TRY IT: Below are some entries. Repeat exactly the lines from the one with "Where can the white painted" through the one with "<point>232,340</point>", and only those.
- Opening Delimiter -
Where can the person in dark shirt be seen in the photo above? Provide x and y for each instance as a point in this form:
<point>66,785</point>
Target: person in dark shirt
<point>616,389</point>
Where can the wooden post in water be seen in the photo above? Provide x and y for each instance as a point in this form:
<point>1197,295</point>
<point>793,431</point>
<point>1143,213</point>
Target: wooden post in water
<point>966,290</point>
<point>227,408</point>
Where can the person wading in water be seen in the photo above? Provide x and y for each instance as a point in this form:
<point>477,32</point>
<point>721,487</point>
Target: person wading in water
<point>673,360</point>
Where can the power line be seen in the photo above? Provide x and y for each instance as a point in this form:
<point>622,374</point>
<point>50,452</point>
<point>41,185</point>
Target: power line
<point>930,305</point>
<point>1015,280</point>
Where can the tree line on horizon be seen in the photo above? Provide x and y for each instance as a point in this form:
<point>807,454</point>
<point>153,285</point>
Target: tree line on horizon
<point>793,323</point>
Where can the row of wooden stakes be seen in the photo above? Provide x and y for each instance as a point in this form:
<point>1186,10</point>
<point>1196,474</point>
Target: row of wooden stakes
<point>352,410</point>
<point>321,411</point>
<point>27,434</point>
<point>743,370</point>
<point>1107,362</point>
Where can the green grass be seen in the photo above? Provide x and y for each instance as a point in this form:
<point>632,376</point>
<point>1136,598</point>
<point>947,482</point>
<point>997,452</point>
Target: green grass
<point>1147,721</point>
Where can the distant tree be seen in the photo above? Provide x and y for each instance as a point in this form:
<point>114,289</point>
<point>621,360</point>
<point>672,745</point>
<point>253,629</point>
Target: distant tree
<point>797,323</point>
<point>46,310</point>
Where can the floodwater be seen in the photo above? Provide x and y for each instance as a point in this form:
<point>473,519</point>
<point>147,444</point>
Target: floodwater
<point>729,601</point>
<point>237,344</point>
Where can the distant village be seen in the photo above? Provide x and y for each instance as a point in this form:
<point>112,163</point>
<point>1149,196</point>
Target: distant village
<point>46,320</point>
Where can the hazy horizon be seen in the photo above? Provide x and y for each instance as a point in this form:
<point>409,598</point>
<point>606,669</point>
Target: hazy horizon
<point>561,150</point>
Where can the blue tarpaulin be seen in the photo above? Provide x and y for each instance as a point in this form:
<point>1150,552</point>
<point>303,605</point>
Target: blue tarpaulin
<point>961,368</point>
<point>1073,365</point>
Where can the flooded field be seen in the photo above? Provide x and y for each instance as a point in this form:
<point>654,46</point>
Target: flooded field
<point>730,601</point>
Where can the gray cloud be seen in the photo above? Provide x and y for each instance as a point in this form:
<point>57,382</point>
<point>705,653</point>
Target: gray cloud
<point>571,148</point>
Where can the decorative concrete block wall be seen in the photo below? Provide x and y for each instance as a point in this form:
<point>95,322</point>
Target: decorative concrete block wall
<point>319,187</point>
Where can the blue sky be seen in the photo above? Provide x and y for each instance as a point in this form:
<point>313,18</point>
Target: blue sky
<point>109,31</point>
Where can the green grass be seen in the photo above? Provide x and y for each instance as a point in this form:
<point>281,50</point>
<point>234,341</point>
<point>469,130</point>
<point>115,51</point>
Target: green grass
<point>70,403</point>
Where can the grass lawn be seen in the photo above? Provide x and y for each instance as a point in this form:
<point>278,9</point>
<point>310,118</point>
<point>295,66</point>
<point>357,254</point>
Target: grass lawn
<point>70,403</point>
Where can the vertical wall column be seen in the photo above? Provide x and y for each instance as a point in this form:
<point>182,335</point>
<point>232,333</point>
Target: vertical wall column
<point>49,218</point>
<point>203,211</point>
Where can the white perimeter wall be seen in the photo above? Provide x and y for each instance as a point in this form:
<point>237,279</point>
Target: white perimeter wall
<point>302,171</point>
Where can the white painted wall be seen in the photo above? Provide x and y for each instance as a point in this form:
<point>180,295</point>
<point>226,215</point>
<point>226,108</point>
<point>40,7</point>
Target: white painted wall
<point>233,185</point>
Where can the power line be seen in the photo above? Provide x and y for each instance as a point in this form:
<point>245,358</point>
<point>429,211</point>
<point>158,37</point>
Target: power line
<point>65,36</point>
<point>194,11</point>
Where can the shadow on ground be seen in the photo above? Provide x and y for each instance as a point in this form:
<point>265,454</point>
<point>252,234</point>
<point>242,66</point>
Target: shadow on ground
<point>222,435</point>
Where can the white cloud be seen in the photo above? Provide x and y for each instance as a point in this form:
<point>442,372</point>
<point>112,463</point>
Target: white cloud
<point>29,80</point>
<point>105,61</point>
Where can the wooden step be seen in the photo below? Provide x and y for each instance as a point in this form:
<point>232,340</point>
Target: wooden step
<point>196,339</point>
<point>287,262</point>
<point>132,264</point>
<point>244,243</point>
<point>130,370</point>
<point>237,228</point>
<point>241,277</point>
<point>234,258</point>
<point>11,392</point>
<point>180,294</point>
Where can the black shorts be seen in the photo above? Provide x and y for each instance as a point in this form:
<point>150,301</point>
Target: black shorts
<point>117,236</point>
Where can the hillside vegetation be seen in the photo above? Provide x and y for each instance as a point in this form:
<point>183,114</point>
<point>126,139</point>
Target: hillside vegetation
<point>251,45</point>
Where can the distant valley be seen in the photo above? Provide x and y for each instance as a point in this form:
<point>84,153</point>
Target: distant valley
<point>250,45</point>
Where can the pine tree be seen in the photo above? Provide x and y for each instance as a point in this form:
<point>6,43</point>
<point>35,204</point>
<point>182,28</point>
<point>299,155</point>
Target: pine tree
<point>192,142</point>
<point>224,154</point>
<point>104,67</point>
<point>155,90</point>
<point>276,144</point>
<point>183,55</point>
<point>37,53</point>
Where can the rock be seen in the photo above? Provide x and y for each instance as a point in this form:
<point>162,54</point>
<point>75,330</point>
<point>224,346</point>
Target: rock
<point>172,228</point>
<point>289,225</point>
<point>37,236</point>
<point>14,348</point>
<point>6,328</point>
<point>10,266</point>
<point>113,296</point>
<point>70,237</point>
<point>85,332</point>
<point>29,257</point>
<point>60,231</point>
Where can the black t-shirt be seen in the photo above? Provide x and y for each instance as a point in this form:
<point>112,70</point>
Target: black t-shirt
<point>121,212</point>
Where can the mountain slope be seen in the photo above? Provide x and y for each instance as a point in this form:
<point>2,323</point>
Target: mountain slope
- Closing Delimiter -
WRITTEN ANSWER:
Where can the white painted wall be seen in the photo above? Provide x and y for each instance as a point in this form:
<point>180,295</point>
<point>226,215</point>
<point>226,108</point>
<point>40,7</point>
Target: white painted wall
<point>233,185</point>
Where can the power line be seen in the photo above? Provide x and y for each instance as a point in this form:
<point>245,358</point>
<point>429,211</point>
<point>158,37</point>
Target: power line
<point>65,36</point>
<point>194,11</point>
Where can the shadow on ground be seen in the photo above? Provide x and y for each instance as a point in this form:
<point>265,454</point>
<point>252,234</point>
<point>242,66</point>
Target: shadow on ground
<point>222,435</point>
Where can the white cloud be seen in the photo above? Provide x and y for each instance as a point in this form:
<point>442,372</point>
<point>112,463</point>
Target: white cloud
<point>29,80</point>
<point>105,61</point>
Where can the wooden step be seen in the photo below? Provide x and y for each instance as a point in this form:
<point>232,340</point>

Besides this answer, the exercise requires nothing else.